Return each line of the listing below, unchanged, and omit the images.

**Excerpted records:**
○ ○ ○

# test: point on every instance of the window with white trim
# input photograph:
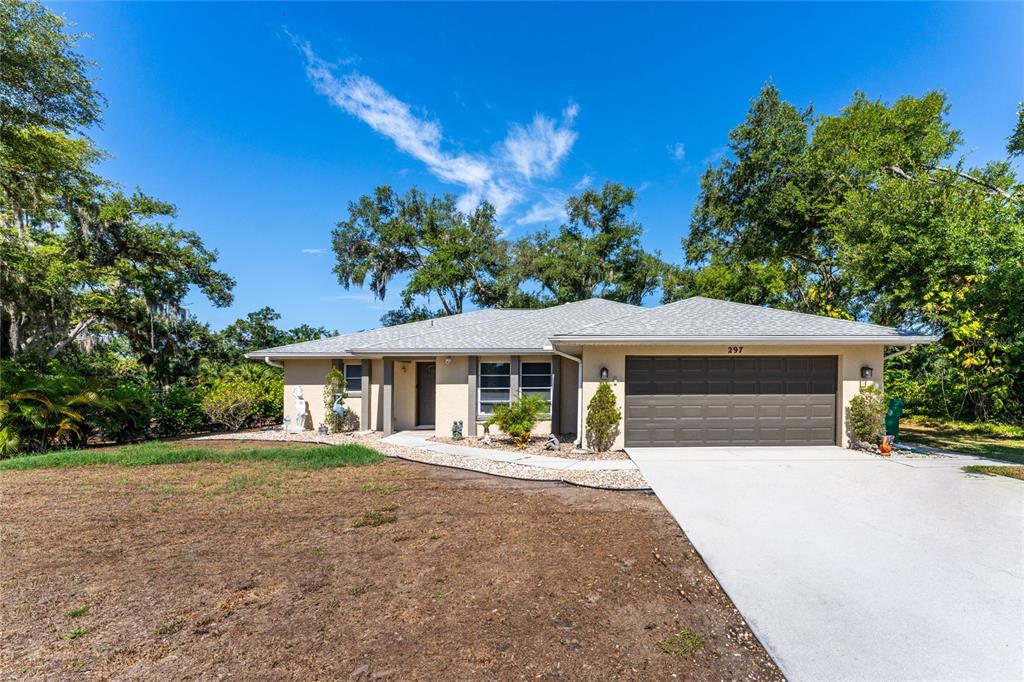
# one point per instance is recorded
(496, 386)
(353, 378)
(536, 379)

○ ○ ○

**Finished task:**
# test: point on every instance of the window with white trim
# input photograph:
# one point per instance is recorded
(496, 386)
(353, 378)
(536, 379)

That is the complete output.